### [Segmento del documento]
::::::::::

Gentile Direttore,
sulla scorta della riflessione di Silvestro Giannantonio che ringrazio, mi permetto di aggiungere la mia, partendo da un aneddoto. Si narra che nel 1984, durante una tournée dei Rolling Stones, un esuberante Mick Jagger avesse svegliato con una telefonata Charlie Watts urlandogli al telefono “Dov’è il mio batterista? Muoviti!” Il solerte, equilibrato e impeccabile Charlie (estraneo agli stravizi) si alzò, si fece la barba, si vestì in completo e cravatta e scese in hotel da Mick Jagger. Appena questi aprì la porta, Charlie gli rifilò un diretto al volto e lo atterrì, sottolineando con fermezza: “Io non sono il TUO batterista. Casomai, tu sei il MIO cantante”.
Scaramucce e amenità da rockstar a parte, ho sempre pensato che in fondo questo aneddoto sia emblematico. Ogni membro dei Rolling Stones non era a servizio degli altri. Non c’erano solisti con accompagnamento al seguito. Ciascuno era rispettivamente il cantante, il chitarrista, il bassista o il batterista dei Rolling Stones.
Detto ciò, per analogia (e senza passare per le vie di fatto - mai e poi mai!) io amo pensare che se anche sono “solo” infermiere, sono l’infermiere del, anzi, nel team che in una particolare situazione ha affrontato il problema di salute di una persona e con la persona.
Potrei essere l’infermiere del caso Tizio Caio (come potrebbe esserci l’ortopedico o l’ostetrica). Ma suonerebbe molto come il titolo dei romanzi gialli.
Anche la dicitura “il mio infermiere” o ancor più “la mia infermiera” mi rammenta la letteratura d’appendice dove la contessa non si separava mai dalla propria “infermiera” (ovviamente nubile, più simile a una domestica/badante che a un professionista sanitario).
Potrei essere anche l’infermiere dell’equipe del professor Sempronio (chissà perché…sempre al maschile, e sempre “professore”…). Ma questo lo diceva mio nonno ai tempi verticistici dei “luminari”.
Potrei esser infermiere del pronto soccorso-118, ma sono stato anche altro, e ringrazio ogni realtà in cui ho lavorato per l’esperienza fornitami.
Potrei, come suggerisce Silvestro Giannantonio, essere l’infermiere del SSN. Ed è vero, innegabile. Ma dice tutto e niente. Come “l’artista del popolo” in Unione Sovietica. Infatti mi chiedo: se invece lavorassi per istituzioni private? Sarei da meno perché non del SSN?

::::::::::

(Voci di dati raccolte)

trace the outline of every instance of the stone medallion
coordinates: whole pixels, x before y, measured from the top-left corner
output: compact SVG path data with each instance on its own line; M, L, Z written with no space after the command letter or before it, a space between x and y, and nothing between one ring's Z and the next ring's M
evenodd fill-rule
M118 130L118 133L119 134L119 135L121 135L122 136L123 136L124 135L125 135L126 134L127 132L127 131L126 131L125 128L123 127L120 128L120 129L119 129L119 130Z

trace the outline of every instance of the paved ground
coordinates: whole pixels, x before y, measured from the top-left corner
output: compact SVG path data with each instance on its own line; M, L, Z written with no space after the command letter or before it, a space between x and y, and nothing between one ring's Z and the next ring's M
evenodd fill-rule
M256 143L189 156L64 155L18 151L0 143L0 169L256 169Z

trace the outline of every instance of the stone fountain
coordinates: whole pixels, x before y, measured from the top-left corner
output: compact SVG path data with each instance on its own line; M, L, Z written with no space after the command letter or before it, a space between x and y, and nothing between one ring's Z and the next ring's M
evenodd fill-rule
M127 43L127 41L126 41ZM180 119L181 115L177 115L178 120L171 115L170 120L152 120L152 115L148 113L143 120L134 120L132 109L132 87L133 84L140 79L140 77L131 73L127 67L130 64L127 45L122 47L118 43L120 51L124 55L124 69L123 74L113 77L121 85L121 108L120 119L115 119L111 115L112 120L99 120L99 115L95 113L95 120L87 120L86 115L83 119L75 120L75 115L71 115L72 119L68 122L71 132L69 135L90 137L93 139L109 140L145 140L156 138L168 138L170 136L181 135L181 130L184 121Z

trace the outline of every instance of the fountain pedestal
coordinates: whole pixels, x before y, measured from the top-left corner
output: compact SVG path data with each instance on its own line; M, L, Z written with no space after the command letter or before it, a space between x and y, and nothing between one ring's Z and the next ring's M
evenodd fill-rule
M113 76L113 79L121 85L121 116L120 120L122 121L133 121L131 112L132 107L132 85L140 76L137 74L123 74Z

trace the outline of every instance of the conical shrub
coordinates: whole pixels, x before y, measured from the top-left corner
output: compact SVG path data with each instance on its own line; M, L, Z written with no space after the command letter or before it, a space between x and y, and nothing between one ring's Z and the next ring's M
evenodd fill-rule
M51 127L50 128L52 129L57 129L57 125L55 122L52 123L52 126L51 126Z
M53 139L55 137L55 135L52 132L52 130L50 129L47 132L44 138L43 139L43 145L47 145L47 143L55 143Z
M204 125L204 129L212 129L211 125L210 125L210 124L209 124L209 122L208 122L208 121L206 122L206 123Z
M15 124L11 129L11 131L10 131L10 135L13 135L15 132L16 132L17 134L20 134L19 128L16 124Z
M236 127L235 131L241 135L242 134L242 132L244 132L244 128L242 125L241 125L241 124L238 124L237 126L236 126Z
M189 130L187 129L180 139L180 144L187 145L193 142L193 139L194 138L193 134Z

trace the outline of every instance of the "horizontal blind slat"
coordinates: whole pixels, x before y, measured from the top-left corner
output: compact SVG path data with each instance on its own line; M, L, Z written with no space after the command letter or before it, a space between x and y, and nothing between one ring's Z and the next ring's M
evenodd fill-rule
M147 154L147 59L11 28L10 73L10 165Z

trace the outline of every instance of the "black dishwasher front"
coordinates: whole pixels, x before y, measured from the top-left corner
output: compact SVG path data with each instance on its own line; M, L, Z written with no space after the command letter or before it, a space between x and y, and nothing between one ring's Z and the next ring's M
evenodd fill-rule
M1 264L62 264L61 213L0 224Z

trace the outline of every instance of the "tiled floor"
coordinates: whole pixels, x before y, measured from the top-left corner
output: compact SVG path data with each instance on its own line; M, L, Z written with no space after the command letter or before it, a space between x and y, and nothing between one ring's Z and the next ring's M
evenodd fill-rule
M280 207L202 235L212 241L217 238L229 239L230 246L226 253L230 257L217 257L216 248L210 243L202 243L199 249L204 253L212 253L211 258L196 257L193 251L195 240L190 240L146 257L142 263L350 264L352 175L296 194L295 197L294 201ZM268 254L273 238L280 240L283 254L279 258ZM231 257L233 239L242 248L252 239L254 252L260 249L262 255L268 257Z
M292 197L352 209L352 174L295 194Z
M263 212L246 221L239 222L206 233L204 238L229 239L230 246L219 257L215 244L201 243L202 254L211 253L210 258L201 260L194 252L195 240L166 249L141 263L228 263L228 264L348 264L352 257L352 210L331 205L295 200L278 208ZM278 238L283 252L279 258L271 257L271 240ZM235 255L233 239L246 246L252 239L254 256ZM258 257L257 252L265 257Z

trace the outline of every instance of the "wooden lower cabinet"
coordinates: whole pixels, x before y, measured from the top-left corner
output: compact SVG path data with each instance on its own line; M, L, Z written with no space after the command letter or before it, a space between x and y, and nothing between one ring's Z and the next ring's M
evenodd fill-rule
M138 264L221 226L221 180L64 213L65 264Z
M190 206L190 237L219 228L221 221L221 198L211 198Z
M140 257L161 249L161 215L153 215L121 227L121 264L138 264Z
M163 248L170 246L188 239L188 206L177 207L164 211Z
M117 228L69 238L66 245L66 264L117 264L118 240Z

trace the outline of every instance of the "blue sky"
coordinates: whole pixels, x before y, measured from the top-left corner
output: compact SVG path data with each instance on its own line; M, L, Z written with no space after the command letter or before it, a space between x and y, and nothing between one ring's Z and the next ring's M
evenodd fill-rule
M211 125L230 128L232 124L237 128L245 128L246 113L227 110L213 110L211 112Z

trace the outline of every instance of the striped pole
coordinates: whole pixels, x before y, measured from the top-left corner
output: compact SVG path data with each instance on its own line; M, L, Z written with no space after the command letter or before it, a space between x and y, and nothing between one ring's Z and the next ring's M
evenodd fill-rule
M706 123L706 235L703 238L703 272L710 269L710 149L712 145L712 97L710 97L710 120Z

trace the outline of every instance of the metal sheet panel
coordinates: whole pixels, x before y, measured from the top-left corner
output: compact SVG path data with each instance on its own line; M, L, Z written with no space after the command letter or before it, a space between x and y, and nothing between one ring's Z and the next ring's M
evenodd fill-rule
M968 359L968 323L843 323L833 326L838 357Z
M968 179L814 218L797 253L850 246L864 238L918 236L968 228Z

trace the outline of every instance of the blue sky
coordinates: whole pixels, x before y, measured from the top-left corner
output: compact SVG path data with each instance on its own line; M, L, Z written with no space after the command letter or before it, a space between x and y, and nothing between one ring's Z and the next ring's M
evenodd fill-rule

::::::::::

Nella lettera sul ruolo dell'infermiere, quali ruoli poteva avere ciascun membro dei Rolling Stones? Elencali tutti. I dati non servono a nulla in questo esercizio.

### [Risultato dell'esercizio]
il cantante, il chitarrista, il bassista, il batterista